What the exercise asks — Turn the listing below into a numbered list with one line per item, leaving out blank lines and the pictures.

Exercise data —

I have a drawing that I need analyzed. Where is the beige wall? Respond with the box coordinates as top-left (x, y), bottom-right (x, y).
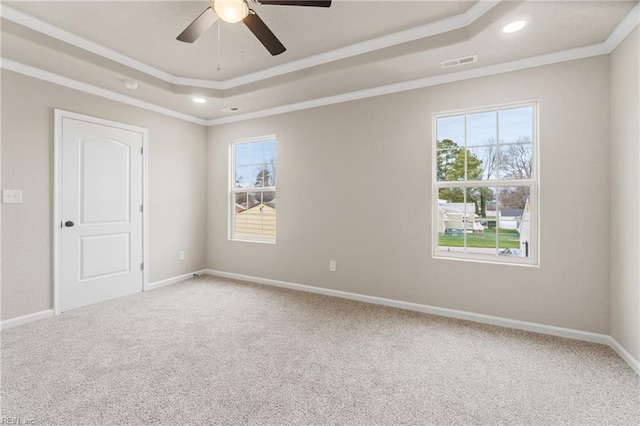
top-left (207, 56), bottom-right (610, 334)
top-left (1, 70), bottom-right (207, 319)
top-left (611, 28), bottom-right (640, 360)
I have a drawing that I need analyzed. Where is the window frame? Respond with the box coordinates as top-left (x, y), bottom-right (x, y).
top-left (431, 100), bottom-right (540, 267)
top-left (227, 135), bottom-right (278, 244)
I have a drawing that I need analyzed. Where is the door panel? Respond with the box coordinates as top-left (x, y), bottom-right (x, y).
top-left (79, 232), bottom-right (131, 281)
top-left (80, 139), bottom-right (131, 223)
top-left (60, 117), bottom-right (144, 312)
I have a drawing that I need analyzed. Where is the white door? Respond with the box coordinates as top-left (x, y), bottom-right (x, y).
top-left (59, 116), bottom-right (144, 312)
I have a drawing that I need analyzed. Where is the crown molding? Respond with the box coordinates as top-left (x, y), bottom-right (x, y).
top-left (0, 57), bottom-right (207, 126)
top-left (207, 43), bottom-right (608, 126)
top-left (0, 0), bottom-right (501, 90)
top-left (0, 4), bottom-right (640, 126)
top-left (603, 3), bottom-right (640, 53)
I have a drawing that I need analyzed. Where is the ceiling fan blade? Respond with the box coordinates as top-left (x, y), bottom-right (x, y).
top-left (242, 10), bottom-right (287, 56)
top-left (176, 7), bottom-right (218, 43)
top-left (258, 0), bottom-right (331, 7)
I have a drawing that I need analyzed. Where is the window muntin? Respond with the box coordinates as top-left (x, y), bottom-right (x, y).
top-left (433, 103), bottom-right (538, 264)
top-left (230, 136), bottom-right (276, 242)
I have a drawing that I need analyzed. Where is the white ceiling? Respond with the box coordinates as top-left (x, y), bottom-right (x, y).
top-left (1, 0), bottom-right (638, 122)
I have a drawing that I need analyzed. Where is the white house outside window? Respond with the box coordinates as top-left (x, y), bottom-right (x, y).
top-left (433, 102), bottom-right (538, 264)
top-left (230, 136), bottom-right (276, 242)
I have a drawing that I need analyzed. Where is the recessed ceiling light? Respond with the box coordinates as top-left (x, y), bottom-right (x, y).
top-left (502, 21), bottom-right (527, 34)
top-left (122, 80), bottom-right (138, 90)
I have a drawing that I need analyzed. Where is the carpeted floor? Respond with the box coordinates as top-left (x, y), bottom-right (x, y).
top-left (2, 277), bottom-right (640, 425)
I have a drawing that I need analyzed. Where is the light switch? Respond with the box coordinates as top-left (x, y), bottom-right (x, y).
top-left (2, 189), bottom-right (22, 204)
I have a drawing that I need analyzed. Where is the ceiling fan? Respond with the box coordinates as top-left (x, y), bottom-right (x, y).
top-left (176, 0), bottom-right (331, 56)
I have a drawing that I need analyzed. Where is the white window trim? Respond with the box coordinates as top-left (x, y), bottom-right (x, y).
top-left (227, 135), bottom-right (278, 244)
top-left (431, 99), bottom-right (540, 267)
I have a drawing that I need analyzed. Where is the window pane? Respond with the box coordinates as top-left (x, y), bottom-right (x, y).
top-left (233, 143), bottom-right (249, 166)
top-left (498, 186), bottom-right (531, 257)
top-left (262, 139), bottom-right (276, 164)
top-left (498, 143), bottom-right (533, 179)
top-left (467, 145), bottom-right (498, 180)
top-left (498, 106), bottom-right (533, 144)
top-left (262, 191), bottom-right (276, 238)
top-left (465, 186), bottom-right (497, 255)
top-left (436, 188), bottom-right (465, 252)
top-left (235, 166), bottom-right (252, 188)
top-left (436, 147), bottom-right (465, 181)
top-left (249, 142), bottom-right (264, 164)
top-left (467, 111), bottom-right (497, 146)
top-left (436, 115), bottom-right (465, 146)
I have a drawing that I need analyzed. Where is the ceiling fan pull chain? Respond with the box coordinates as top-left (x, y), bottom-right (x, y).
top-left (218, 19), bottom-right (220, 71)
top-left (240, 25), bottom-right (244, 60)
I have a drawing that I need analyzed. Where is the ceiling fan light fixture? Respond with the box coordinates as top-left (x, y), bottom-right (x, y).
top-left (211, 0), bottom-right (249, 24)
top-left (502, 21), bottom-right (527, 34)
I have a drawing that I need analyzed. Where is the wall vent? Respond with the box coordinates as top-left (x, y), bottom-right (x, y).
top-left (440, 55), bottom-right (478, 69)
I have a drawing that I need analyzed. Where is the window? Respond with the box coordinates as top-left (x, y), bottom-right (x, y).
top-left (433, 103), bottom-right (538, 264)
top-left (230, 136), bottom-right (276, 242)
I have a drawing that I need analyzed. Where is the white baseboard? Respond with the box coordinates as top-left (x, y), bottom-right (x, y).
top-left (0, 309), bottom-right (54, 330)
top-left (204, 269), bottom-right (640, 375)
top-left (609, 336), bottom-right (640, 376)
top-left (0, 269), bottom-right (206, 330)
top-left (147, 269), bottom-right (206, 290)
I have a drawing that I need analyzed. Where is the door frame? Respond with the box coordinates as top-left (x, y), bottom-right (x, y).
top-left (51, 108), bottom-right (149, 315)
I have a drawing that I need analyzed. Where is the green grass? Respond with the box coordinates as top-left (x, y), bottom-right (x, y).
top-left (438, 229), bottom-right (520, 248)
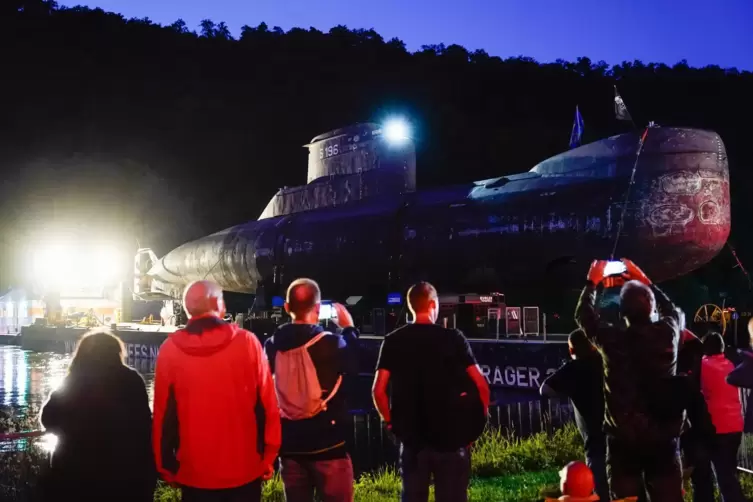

Task solution —
1. I have a drawing that I need analyzed. Where is the beige wall? Respond with the box coordinates as top-left (x, y), bottom-right (x, y).
2. top-left (207, 56), bottom-right (610, 334)
3. top-left (1, 70), bottom-right (207, 319)
4. top-left (611, 28), bottom-right (640, 360)
5. I have a drawing that I need analyzed. Where is the window frame? Respond with the box coordinates as top-left (x, y), bottom-right (x, y).
6. top-left (431, 100), bottom-right (540, 267)
7. top-left (227, 135), bottom-right (278, 244)
8. I have a drawing that I need analyzed. Where is the door panel? Respond with the box coordinates as top-left (x, y), bottom-right (x, y).
9. top-left (79, 232), bottom-right (131, 281)
10. top-left (80, 139), bottom-right (131, 223)
11. top-left (60, 117), bottom-right (144, 312)
12. I have a drawing that I need analyzed. Where is the white door? Respond with the box coordinates as top-left (x, y), bottom-right (x, y).
13. top-left (59, 116), bottom-right (144, 312)
14. I have a drawing that I need analyzed. Where is the crown molding? Respond with the box coordinates as top-left (x, y), bottom-right (x, y).
15. top-left (0, 57), bottom-right (207, 126)
16. top-left (207, 43), bottom-right (608, 126)
17. top-left (0, 0), bottom-right (501, 90)
18. top-left (0, 4), bottom-right (640, 126)
19. top-left (603, 3), bottom-right (640, 53)
20. I have a drawing that I need analyzed. Where is the ceiling fan blade? Respond with the box coordinates as top-left (x, y), bottom-right (x, y).
21. top-left (242, 10), bottom-right (287, 56)
22. top-left (176, 7), bottom-right (218, 43)
23. top-left (258, 0), bottom-right (331, 7)
24. I have a drawing that I need analyzed. Where is the window muntin? Respond with the box coordinates as top-left (x, y), bottom-right (x, y).
25. top-left (433, 103), bottom-right (538, 264)
26. top-left (230, 136), bottom-right (276, 242)
27. I have a drawing that I need analyzed. Where is the white ceiling? Respond with the box coordinates as top-left (x, y), bottom-right (x, y).
28. top-left (1, 0), bottom-right (638, 122)
29. I have a drawing that I need analyzed. Where is the white house outside window? Respond with the box coordinates as top-left (x, y), bottom-right (x, y).
30. top-left (433, 102), bottom-right (538, 264)
31. top-left (230, 136), bottom-right (276, 242)
32. I have a drawing that I need analyzed. Where is the recessed ceiling light? Respond with the box coordinates as top-left (x, y), bottom-right (x, y).
33. top-left (502, 21), bottom-right (527, 34)
34. top-left (122, 80), bottom-right (138, 90)
35. I have a drawing that I need analyzed. Where is the carpeted floor? Respond with the box coordinates as top-left (x, y), bottom-right (x, y).
36. top-left (2, 277), bottom-right (640, 425)
37. I have a drawing that I need analyzed. Where is the light switch? Respond with the box coordinates as top-left (x, y), bottom-right (x, y).
38. top-left (2, 189), bottom-right (22, 204)
39. I have a drawing that I need analyzed. Where is the ceiling fan? Respond with the box coordinates as top-left (x, y), bottom-right (x, y).
40. top-left (176, 0), bottom-right (331, 56)
41. I have a drawing that I need analyzed. Where is the white window trim? Respond with the box coordinates as top-left (x, y), bottom-right (x, y).
42. top-left (227, 135), bottom-right (278, 244)
43. top-left (431, 99), bottom-right (540, 267)
44. I have a drawing that I need analyzed. Where is the window pane? Respond with the box coordinates as top-left (x, y), bottom-right (x, y).
45. top-left (233, 143), bottom-right (249, 166)
46. top-left (498, 186), bottom-right (531, 257)
47. top-left (262, 139), bottom-right (276, 164)
48. top-left (498, 143), bottom-right (533, 179)
49. top-left (467, 145), bottom-right (498, 180)
50. top-left (498, 106), bottom-right (533, 144)
51. top-left (262, 191), bottom-right (276, 238)
52. top-left (465, 186), bottom-right (497, 255)
53. top-left (436, 188), bottom-right (465, 252)
54. top-left (235, 166), bottom-right (252, 188)
55. top-left (436, 147), bottom-right (465, 181)
56. top-left (249, 142), bottom-right (264, 164)
57. top-left (467, 111), bottom-right (497, 146)
58. top-left (436, 115), bottom-right (465, 146)
59. I have a drawing that I need analyzed. Where is the ceiling fan pull chain? Respond with the box coordinates as top-left (x, y), bottom-right (x, y).
60. top-left (218, 19), bottom-right (220, 71)
61. top-left (240, 25), bottom-right (244, 60)
62. I have a drawing that I need analyzed. Where is the ceiling fan light fixture? Respond with the box coordinates as top-left (x, y), bottom-right (x, y).
63. top-left (211, 0), bottom-right (249, 24)
64. top-left (502, 21), bottom-right (527, 34)
65. I have a drawing that I need analyzed. Where is the wall vent? Respond with the box coordinates as top-left (x, y), bottom-right (x, y).
66. top-left (440, 55), bottom-right (478, 69)
67. I have a drawing that I need analyzed. Where is the window? Respond with the box coordinates as top-left (x, y), bottom-right (x, y).
68. top-left (433, 103), bottom-right (538, 264)
69. top-left (230, 136), bottom-right (276, 242)
70. I have a drawing that I need analyzed. Where is the white baseboard? Respond with the box coordinates as top-left (x, y), bottom-right (x, y).
71. top-left (0, 309), bottom-right (54, 330)
72. top-left (204, 269), bottom-right (640, 375)
73. top-left (609, 336), bottom-right (640, 376)
74. top-left (0, 269), bottom-right (206, 330)
75. top-left (147, 269), bottom-right (206, 290)
76. I have a drawing that I need analyzed. Where is the door frame? Respond with the box coordinates as top-left (x, y), bottom-right (x, y).
77. top-left (51, 108), bottom-right (149, 315)
78. I have a drawing that I need analyzed. Where is the green grass? Respond with the box coordinates as top-left (x, y), bottom-right (x, y).
79. top-left (438, 229), bottom-right (520, 248)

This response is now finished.